Short problem ::
List every line of the listing below that contains the string "grid". Matching is case-sensitive.
════════════════════
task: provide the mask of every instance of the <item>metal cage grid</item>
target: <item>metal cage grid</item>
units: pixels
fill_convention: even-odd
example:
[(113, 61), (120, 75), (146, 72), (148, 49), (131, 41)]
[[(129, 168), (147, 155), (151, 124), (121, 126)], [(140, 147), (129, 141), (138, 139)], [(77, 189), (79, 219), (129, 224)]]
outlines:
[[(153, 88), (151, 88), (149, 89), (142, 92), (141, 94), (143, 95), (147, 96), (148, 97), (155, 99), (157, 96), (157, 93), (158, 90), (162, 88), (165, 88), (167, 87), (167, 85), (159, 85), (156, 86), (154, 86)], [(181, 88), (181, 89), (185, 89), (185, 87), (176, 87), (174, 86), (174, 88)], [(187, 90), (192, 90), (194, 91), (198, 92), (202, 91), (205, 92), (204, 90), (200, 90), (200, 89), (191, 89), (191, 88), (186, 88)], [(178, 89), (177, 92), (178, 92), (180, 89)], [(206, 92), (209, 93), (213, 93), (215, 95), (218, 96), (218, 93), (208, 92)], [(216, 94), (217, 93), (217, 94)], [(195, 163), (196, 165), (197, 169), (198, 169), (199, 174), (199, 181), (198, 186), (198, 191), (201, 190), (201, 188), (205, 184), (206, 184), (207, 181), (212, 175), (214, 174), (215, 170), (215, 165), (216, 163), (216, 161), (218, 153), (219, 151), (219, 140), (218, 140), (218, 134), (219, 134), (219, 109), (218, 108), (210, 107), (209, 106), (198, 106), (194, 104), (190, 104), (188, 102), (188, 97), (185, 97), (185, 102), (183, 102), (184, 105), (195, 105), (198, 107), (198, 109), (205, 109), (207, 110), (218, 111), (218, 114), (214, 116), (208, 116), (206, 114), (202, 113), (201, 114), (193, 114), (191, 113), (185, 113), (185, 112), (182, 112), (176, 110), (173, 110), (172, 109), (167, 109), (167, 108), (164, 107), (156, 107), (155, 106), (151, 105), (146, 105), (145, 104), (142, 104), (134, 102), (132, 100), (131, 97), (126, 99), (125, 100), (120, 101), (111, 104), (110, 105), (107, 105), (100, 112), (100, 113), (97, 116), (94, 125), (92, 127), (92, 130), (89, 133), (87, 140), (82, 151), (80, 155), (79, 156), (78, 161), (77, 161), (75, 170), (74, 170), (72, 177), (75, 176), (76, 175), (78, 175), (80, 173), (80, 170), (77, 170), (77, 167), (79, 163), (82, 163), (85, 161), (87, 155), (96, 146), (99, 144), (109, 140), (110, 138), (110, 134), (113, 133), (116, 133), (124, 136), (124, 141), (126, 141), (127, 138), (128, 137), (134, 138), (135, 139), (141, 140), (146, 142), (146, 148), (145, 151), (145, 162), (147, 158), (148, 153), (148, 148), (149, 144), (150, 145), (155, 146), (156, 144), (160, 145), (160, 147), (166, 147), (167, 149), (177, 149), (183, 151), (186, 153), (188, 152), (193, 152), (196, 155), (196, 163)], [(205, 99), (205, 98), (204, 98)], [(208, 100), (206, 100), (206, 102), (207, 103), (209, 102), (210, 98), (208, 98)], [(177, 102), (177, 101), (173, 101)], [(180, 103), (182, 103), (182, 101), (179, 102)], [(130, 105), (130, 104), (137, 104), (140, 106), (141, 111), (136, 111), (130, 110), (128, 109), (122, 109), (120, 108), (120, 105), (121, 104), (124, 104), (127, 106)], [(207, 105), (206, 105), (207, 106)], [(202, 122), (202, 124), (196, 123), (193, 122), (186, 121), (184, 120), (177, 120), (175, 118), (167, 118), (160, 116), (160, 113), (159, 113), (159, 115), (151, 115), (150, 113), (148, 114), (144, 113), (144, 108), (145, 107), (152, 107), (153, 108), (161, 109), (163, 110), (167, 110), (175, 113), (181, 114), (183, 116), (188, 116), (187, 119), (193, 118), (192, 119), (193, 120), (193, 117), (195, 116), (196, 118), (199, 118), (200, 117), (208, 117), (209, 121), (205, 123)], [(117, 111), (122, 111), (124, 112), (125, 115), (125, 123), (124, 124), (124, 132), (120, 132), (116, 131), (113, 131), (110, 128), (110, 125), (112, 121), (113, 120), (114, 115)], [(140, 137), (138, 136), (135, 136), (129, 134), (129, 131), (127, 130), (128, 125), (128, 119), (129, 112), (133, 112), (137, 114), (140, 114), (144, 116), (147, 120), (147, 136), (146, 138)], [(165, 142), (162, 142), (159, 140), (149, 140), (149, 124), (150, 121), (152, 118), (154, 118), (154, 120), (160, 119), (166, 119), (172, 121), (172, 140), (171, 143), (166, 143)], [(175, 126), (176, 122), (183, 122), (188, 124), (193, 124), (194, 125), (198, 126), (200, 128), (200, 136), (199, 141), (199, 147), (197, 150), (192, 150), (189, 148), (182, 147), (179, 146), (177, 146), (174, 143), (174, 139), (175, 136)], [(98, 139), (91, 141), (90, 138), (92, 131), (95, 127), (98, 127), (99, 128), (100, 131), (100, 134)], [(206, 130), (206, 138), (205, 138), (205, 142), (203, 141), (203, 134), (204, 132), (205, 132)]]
════════════════════
Result ::
task: provide the mask of every instance of the <item>metal cage grid</item>
target: <item>metal cage grid</item>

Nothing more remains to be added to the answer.